START Given text

Friday, September 30, 2011

Gamani... a (F)ailed Attempt of Patriotic Grandeur

I understand that the intentions behind the production of the Sinhalese movie Gamani were all good. Giving the public a good shot of patriotism, in a post-war era, presented in the form of an easily-comprehensible straight lined plot about team work in the face of the enemy is a good idea. But when that idea is (badly) camaflouged in a comdey it's purpose becomes overrun.

The movie started about an hour late as the earlier shows had dragged on. We were sitting in the cinema for a solid two hours, drifting between brutal scenes of slaughter- swords flinging, blood spilling- and lewd laughter. At one point I was laughing so hard (not the good kind of laughter evoked by witticism, but the oh-my-god-these-fricking-morons! type of laughter, almost bordering the American Pie-type of ridiculousness) and suddenly there was a scene of a man who had hanged himself. I, together with about half of the audience, continued to laugh through the first minute of that scene out of mere confusion. The juxtaposition of brutality and idiocy is such.

END Given text
START Data records

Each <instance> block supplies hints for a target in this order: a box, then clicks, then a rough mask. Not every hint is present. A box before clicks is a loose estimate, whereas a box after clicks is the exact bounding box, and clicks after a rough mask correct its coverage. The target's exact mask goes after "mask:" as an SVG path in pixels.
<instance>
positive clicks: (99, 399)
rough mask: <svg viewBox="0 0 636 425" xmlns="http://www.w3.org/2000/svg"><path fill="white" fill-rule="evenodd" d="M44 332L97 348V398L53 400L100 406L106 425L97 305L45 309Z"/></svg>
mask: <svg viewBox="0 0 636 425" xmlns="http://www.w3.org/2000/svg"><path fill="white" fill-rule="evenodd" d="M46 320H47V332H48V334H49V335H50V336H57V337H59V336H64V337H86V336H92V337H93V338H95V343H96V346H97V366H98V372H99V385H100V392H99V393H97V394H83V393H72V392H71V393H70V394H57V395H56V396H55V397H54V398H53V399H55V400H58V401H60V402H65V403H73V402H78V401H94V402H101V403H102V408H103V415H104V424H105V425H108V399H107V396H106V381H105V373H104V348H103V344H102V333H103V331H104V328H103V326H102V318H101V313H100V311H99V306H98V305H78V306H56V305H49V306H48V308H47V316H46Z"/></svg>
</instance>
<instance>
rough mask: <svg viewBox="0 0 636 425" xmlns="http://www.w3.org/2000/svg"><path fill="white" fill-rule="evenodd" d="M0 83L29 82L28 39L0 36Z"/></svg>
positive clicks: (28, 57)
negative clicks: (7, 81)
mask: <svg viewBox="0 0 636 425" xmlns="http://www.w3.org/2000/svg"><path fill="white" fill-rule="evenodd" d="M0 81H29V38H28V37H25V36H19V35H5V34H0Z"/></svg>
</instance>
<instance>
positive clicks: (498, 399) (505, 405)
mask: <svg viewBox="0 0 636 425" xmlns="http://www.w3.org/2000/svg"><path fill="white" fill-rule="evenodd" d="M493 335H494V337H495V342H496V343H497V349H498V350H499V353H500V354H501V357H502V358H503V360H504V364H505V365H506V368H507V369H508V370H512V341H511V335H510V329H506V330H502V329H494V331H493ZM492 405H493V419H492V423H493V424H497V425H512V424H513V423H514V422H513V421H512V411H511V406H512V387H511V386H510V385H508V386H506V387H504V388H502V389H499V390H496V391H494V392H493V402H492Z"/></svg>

END Data records

_Your tasks_
A. Retype the part of the Gamani movie review starting at "Gamani... a (F)ailed" and ending at "purpose becomes overrun.".
B. Extend the Gamani movie review by continuing it after its last sentence.
The data comes from a separate source and has no connection to the movie review.

_Results_
A.
Gamani... a (F)ailed Attempt of Patriotic Grandeur

I understand that the intentions behind the production of the Sinhalese movie Gamani were all good. Giving the public a good shot of patriotism, in a post-war era, presented in the form of an easily-comprehensible straight lined plot about team work in the face of the enemy is a good idea. But when that idea is (badly) camaflouged in a comdey it's purpose becomes overrun.

B.
I woke up the next morning and tried to think of what I had seen. On my bus ride to work, I tried to untangle the mess of characters and sub-plots. My confusion only went from bad to worse. I remember something about a gramarakshaka (scout appointed during war times to protect villages) and his girlfriend who was hacked to death and another gramarakshaka and his girlfriend who slapped him for hugging girls. There was a small Tamil girl whose brother was a terrorist, another small girl whose brother was killed by the terrorists and another girl? A monk, a teacher, an angan (Sri Lankan martial arts) fighter, a man who lost his family etc. etc. and some of these characters simply trailed off somewhere mid-plot.

This is probably a bad review, heck, this is not a review at all. That's simply because I couldn't be bothered writing a 'review' about a movie as juvenile as Gamani. But to give at least one or two words of encouragement for anyone who still insists on watching this- there were one or two explosions, and for Sri Lankan cinema, that in itself is a mini-achievement. Some of the fighting scenes and the blood and effects were also commendable. May be if they hired a qualified editor and scriptwriter the explosives could have been put to some use.